(Collected data entries)
^^^^^^^^^^^^^^^^

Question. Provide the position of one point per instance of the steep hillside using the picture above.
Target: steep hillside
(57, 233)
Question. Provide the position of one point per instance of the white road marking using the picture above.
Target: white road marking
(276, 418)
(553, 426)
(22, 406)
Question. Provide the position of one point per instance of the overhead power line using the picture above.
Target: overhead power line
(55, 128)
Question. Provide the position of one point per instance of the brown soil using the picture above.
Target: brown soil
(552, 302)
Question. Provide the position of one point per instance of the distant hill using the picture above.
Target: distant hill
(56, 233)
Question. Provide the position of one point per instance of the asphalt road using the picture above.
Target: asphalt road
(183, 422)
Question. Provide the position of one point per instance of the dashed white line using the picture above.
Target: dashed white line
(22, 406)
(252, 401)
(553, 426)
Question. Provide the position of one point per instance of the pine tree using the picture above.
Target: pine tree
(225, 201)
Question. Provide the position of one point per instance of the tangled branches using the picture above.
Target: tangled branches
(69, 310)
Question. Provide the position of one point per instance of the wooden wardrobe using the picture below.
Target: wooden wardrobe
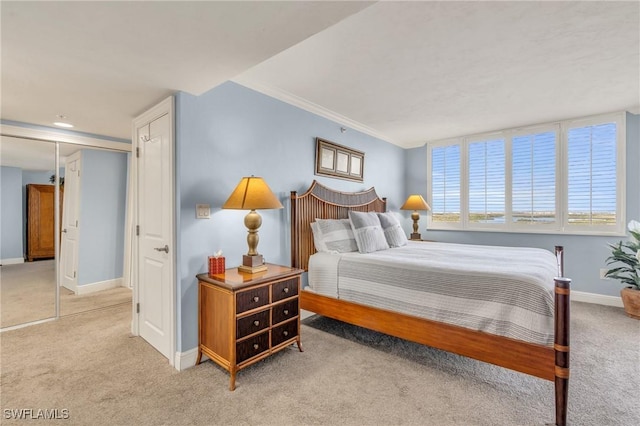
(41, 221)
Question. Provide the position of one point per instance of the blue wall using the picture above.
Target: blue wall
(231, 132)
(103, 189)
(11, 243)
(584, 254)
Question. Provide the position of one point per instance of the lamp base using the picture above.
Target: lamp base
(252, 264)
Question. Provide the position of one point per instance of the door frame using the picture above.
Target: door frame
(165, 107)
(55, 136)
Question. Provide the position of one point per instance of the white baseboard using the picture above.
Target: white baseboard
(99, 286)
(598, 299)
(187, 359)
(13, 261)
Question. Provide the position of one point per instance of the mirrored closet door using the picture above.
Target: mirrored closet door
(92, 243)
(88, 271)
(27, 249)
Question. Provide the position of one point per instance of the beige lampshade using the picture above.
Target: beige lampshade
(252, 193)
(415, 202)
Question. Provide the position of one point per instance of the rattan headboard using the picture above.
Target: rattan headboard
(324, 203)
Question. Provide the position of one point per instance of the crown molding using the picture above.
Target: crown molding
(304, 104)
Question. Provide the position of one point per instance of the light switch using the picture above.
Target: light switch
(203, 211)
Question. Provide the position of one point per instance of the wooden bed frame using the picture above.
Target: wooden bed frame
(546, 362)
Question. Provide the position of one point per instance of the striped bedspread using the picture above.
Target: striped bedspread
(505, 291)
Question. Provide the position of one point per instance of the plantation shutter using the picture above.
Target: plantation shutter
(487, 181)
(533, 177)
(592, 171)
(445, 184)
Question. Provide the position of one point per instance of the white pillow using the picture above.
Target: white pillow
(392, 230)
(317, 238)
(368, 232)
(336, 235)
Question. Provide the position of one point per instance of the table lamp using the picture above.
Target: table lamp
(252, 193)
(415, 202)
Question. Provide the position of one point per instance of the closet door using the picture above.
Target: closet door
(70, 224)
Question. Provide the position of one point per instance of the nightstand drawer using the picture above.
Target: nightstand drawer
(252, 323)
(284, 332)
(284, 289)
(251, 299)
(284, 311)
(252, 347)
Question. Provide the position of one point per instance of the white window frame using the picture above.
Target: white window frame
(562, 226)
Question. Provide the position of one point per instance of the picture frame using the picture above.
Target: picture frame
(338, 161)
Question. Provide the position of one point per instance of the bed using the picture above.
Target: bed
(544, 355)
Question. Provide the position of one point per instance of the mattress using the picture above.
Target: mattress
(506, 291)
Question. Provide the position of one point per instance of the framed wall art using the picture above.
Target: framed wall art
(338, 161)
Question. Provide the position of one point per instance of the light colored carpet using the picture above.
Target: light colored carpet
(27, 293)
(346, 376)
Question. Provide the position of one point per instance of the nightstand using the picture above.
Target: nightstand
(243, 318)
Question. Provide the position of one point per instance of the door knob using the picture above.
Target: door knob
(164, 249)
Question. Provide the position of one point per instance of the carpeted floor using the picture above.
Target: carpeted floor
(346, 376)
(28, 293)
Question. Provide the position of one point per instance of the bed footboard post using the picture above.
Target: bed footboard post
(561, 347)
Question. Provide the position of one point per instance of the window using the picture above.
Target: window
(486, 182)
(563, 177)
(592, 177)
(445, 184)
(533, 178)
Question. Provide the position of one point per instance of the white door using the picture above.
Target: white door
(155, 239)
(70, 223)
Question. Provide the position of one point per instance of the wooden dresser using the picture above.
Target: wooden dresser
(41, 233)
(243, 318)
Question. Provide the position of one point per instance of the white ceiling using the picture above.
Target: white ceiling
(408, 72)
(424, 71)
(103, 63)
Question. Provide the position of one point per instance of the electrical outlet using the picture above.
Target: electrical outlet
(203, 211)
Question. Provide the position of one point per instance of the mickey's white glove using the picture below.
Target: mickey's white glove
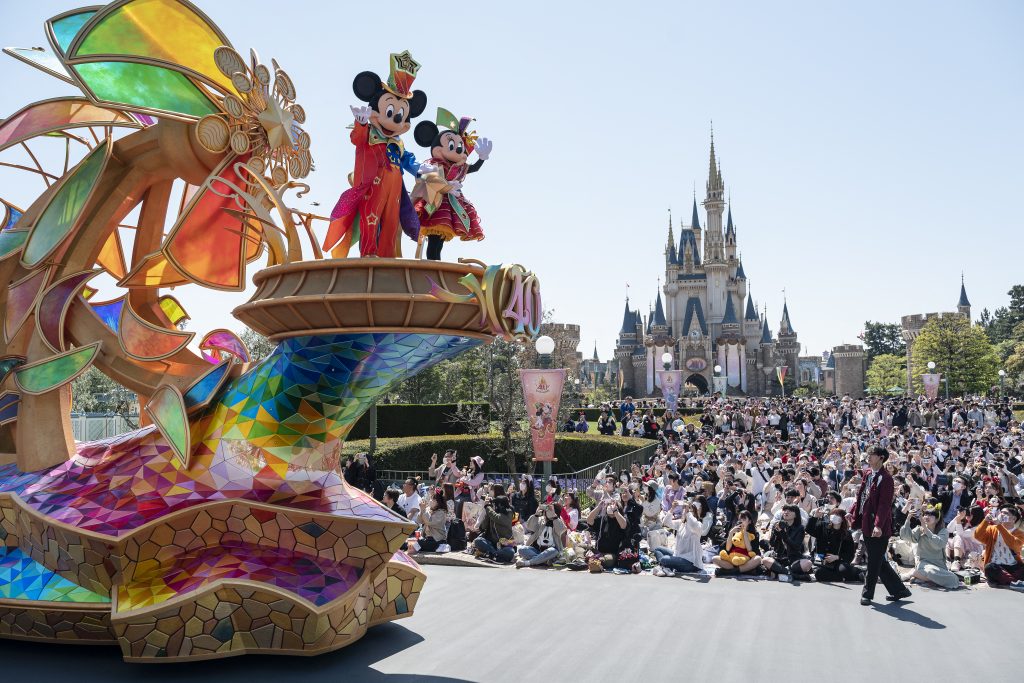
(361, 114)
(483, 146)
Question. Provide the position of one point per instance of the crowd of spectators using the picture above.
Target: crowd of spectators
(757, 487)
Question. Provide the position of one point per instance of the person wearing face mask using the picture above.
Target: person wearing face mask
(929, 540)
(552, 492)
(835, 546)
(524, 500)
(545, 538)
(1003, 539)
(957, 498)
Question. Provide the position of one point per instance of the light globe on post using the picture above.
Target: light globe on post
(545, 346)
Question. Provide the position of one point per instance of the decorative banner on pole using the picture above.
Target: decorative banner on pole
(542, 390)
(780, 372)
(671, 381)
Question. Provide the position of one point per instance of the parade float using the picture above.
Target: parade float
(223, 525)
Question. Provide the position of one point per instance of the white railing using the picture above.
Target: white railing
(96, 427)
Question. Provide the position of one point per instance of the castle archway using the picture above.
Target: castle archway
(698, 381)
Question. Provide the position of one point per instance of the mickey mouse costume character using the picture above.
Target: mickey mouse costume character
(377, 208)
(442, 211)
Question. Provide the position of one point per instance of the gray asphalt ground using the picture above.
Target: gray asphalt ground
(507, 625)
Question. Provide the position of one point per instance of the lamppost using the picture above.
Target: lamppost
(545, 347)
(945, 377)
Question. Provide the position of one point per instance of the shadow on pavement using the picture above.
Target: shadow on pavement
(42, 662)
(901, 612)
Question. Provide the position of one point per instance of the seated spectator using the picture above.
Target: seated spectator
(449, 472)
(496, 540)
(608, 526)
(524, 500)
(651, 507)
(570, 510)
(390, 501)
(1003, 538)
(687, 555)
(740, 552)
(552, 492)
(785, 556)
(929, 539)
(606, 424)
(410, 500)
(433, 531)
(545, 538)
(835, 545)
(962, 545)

^^^^^^^^^^^^^^^^

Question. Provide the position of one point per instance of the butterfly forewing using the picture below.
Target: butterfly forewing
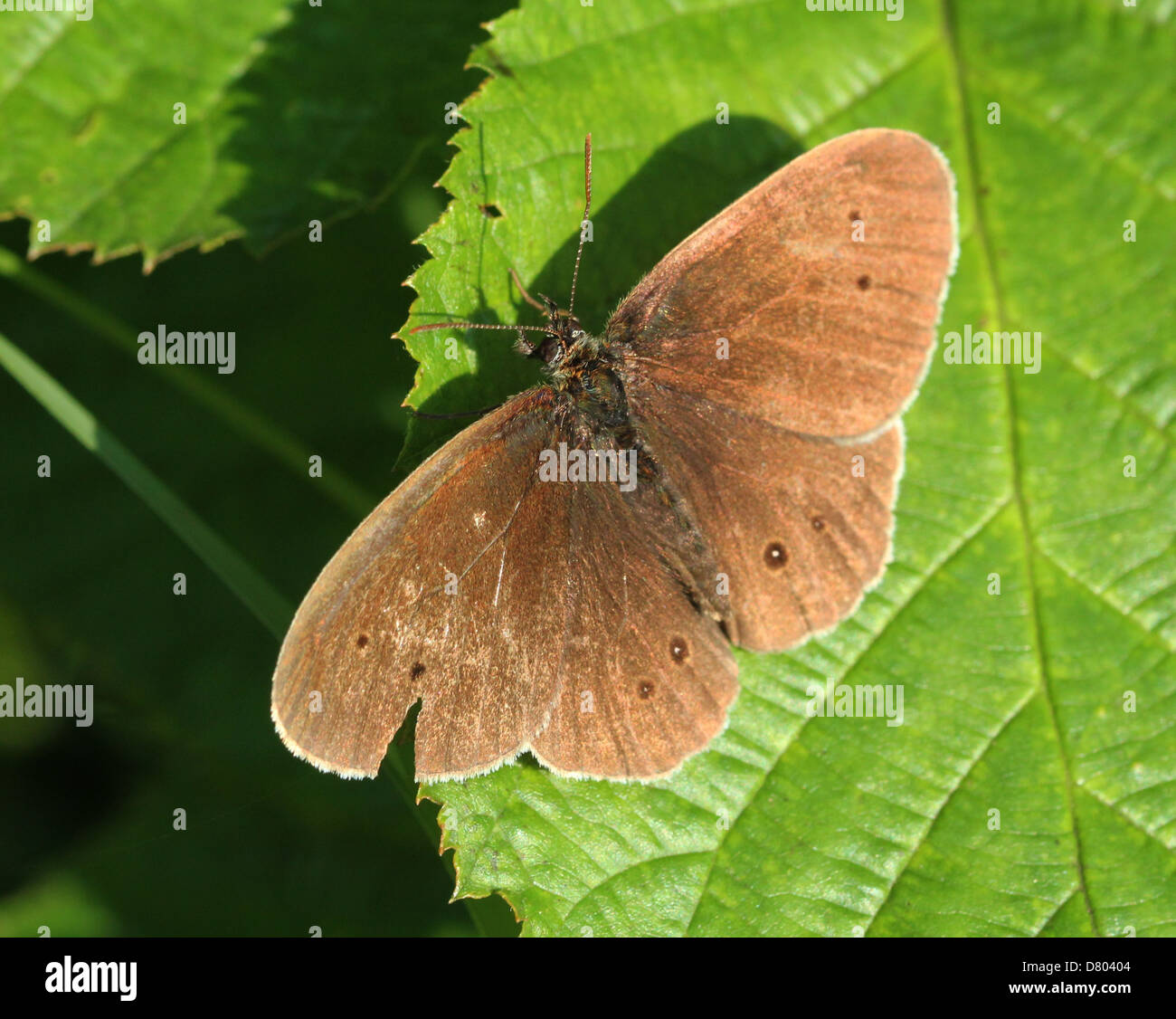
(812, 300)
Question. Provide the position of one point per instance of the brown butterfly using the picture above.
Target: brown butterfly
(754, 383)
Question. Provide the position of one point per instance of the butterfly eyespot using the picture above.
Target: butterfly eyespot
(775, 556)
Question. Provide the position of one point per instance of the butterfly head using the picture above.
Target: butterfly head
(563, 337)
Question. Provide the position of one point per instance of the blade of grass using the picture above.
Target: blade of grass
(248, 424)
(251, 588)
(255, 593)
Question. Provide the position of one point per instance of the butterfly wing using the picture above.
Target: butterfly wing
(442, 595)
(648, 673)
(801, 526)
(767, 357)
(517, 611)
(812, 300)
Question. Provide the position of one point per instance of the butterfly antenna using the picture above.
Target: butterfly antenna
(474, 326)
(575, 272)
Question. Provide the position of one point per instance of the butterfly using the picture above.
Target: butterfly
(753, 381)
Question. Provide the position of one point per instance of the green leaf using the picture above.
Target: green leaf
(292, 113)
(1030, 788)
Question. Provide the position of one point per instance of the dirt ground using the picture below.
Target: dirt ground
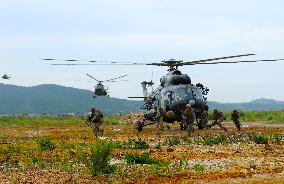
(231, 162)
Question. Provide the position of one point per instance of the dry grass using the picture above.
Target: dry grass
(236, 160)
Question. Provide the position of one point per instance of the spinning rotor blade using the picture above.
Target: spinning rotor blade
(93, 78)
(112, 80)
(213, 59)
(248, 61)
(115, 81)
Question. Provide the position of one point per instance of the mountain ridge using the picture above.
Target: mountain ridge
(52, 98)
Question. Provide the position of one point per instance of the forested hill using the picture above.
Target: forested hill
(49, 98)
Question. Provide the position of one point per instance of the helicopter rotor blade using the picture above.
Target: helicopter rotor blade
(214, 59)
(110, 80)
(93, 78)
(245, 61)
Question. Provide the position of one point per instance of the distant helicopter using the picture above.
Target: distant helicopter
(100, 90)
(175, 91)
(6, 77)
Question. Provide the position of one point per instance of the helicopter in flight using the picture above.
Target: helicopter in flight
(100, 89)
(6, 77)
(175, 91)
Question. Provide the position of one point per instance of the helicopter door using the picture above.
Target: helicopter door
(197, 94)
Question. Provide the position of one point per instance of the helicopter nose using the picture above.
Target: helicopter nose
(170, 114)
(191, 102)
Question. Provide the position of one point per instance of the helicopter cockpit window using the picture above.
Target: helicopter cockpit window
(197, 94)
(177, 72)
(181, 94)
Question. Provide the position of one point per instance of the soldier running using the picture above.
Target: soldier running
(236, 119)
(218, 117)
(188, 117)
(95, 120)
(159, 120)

^^^^^^^^^^^^^^^^

About this task:
From the data above, return exactly the lines from the one with "Target: pine tree" up to and including the one with "shutter using the picture above.". Pictures do not go in the copy.

Written answer:
Target: pine tree
(225, 201)
Question. Provide the position of one point per instance of the tangled branches using the picture above.
Target: tangled branches
(69, 310)
Question. Provide the position of one point per instance of the wooden wardrobe using the picture below.
Target: wooden wardrobe
(41, 221)
Question. Provide the position of one point per instance of the blue wall using the picture above.
Target: blue wall
(231, 132)
(103, 189)
(11, 243)
(584, 254)
Question. Provide the position of one point per instance of the lamp base using the picture above.
Target: lamp base
(252, 264)
Question. Provide the position of one point per instance of the door frame using the picture above.
Target: door frame
(165, 107)
(55, 136)
Question. Provide the position of one point per instance of the white baseboard using the picture above.
Target: white baseboard
(99, 286)
(598, 299)
(187, 359)
(13, 261)
Question. Provide the position of one point per instance of the mirrored closet door using the picture above.
Target: mirrored closet door
(92, 243)
(88, 271)
(27, 249)
Question. Provide the position of one point per instance of the beige lampshade using the picture above.
Target: beige lampshade
(252, 193)
(415, 202)
Question. Provide the position of one point per instance of the rattan headboard using the picture above.
Target: rattan headboard
(324, 203)
Question. Provide the position of one point per instance of the crown molding using the picture above.
Target: crown molding
(304, 104)
Question. Provide the position of one point per instance of the light switch using the picture above.
Target: light switch
(203, 211)
Question. Provide the position of one point per instance of the wooden bed frame using the picture above.
Target: wooden bed frame
(546, 362)
Question. Provide the position of one point per instance of the striped bedspread using the picture above.
Target: striped bedspread
(505, 291)
Question. Provide the position of one point per instance of the plantation shutter using the picture above.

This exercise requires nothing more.